● 網頁文字
####################

GET my_index/_search
{
  "query": {
    "match": {
      "_all": "Java"
    }
  }
}

返回結果:

{
  "took": 1,
  "timed_out": false,
  "_shards": {
    "total": 5,
    "successful": 5,
    "failed": 0
  },
  "hits": {
    "total": 1,
    "max_score": 0.39063013,
    "hits": [
      {
        "_index": "my_index",
        "_type": "blog",
        "_id": "1",
        "_score": 0.39063013,
        "_source": {
          "title": "Master Java",
          "content": "learn java",
          "author": "Tom"
        }
      }
    ]
  }
}

使用copy_to自定義_all欄位:

PUT myindex
{
  "mappings": {
    "mytype": {
      "properties": {
        "title": {
          "type":    "text",
          "copy_to": "full_content"

####################

座標標註資料
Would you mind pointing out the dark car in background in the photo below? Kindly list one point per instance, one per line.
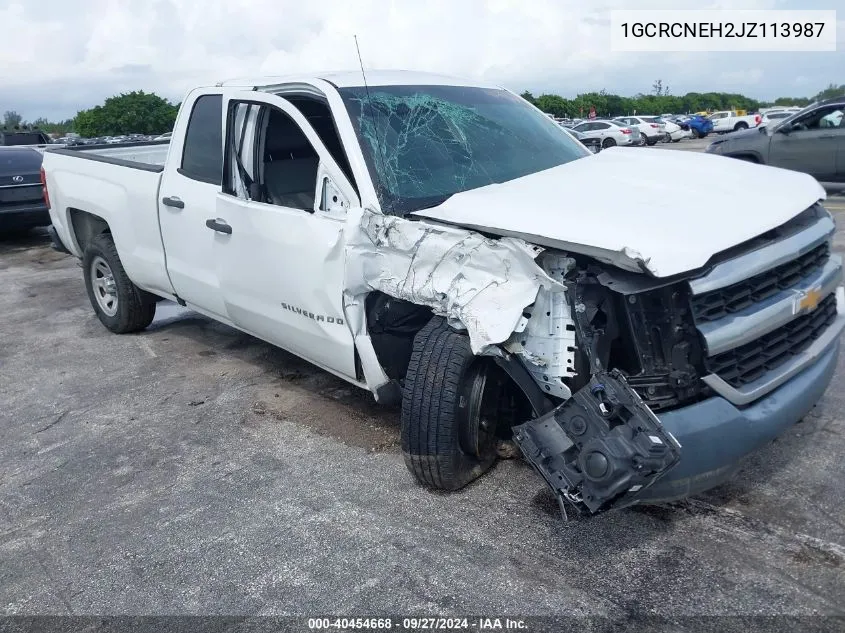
(22, 203)
(17, 136)
(810, 141)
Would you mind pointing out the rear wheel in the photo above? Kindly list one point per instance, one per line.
(120, 305)
(449, 409)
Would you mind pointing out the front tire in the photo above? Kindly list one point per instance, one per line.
(119, 304)
(448, 416)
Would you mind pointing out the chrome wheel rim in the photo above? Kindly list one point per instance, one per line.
(104, 286)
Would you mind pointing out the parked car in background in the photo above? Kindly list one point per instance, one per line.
(634, 350)
(22, 203)
(733, 121)
(649, 129)
(591, 143)
(672, 132)
(777, 115)
(608, 132)
(699, 126)
(810, 141)
(23, 137)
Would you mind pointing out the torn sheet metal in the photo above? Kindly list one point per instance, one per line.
(479, 284)
(545, 338)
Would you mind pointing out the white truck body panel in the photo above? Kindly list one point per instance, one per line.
(636, 222)
(279, 265)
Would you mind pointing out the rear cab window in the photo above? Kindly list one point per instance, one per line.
(202, 154)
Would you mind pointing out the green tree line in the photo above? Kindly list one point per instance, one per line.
(136, 112)
(660, 101)
(147, 113)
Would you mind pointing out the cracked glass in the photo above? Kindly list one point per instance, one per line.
(424, 144)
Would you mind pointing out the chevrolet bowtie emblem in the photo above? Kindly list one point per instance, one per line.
(810, 300)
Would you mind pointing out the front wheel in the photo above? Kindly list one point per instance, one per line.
(119, 304)
(449, 409)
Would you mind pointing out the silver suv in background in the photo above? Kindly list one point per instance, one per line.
(811, 141)
(609, 132)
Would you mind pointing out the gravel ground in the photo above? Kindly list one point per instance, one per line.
(192, 469)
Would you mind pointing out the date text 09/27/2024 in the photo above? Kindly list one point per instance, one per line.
(418, 624)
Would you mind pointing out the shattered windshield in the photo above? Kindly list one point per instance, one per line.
(424, 144)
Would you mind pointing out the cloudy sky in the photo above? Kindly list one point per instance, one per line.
(58, 56)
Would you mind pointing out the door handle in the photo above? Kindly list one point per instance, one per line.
(219, 225)
(173, 201)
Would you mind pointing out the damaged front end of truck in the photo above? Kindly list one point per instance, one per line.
(612, 325)
(593, 362)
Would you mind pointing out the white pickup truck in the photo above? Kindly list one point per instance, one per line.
(445, 245)
(732, 121)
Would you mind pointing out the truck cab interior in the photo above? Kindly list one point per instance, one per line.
(286, 162)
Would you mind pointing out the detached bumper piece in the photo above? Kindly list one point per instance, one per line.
(600, 448)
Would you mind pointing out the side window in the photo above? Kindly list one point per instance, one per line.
(288, 164)
(202, 156)
(826, 117)
(241, 150)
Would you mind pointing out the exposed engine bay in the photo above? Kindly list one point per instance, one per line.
(586, 343)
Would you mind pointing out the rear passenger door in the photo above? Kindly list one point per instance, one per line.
(278, 232)
(187, 197)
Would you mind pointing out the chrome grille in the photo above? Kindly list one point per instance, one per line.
(753, 309)
(745, 364)
(716, 304)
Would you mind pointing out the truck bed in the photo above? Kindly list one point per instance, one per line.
(118, 183)
(148, 155)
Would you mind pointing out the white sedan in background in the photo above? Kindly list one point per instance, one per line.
(609, 132)
(650, 129)
(671, 131)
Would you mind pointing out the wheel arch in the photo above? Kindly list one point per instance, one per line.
(85, 226)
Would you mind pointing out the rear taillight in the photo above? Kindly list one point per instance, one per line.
(44, 188)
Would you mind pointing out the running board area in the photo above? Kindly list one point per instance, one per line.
(600, 448)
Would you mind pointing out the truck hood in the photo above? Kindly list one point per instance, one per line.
(661, 211)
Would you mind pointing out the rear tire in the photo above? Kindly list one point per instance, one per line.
(119, 304)
(447, 438)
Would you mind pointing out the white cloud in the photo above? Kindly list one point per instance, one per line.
(59, 56)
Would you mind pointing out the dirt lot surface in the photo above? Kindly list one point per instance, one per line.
(192, 469)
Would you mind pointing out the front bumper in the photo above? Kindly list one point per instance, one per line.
(715, 435)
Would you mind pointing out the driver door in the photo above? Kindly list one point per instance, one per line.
(279, 232)
(810, 145)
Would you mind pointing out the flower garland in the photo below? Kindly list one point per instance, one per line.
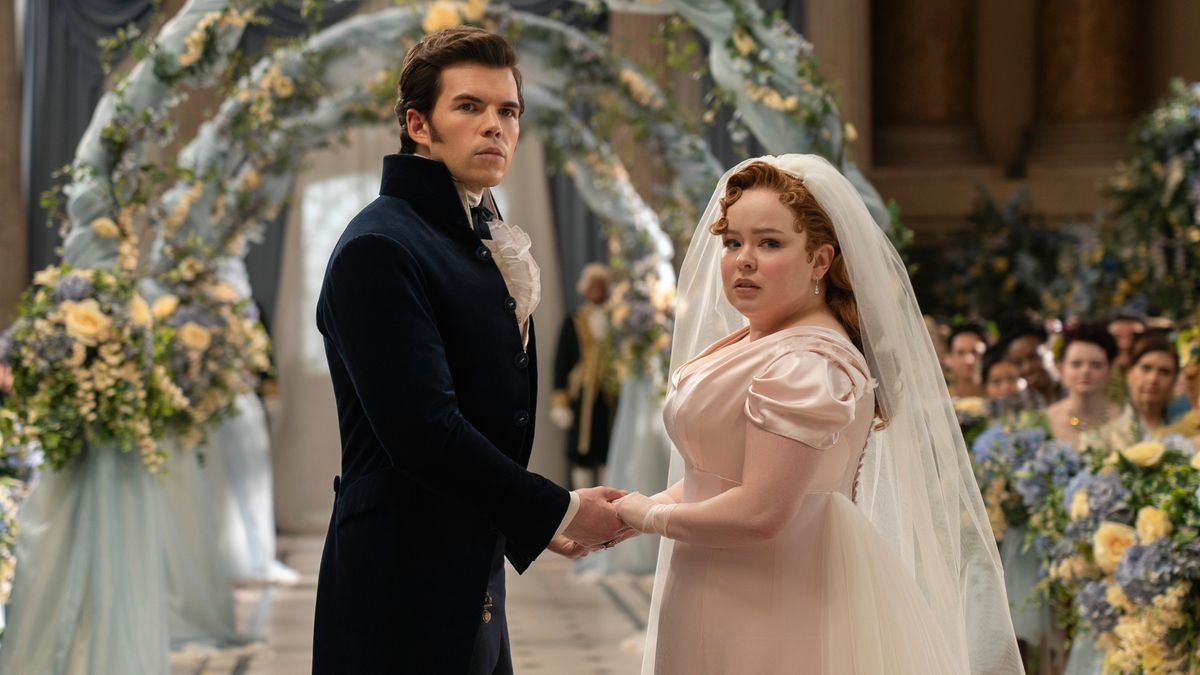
(1157, 193)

####################

● 任務目標
用兩句話概括上方的網頁文字。

● 本題輸出
以 match 查詢在 my_index 的 _all 欄位中搜尋 "Java",返回 1 筆命中,其 title 為 "Master Java"、content 為 "learn java"、author 為 "Tom"。接著示範用 copy_to 自定義 _all 欄位,在建立 myindex 的對應時把類型為 text 的 title 欄位複製到 full_content。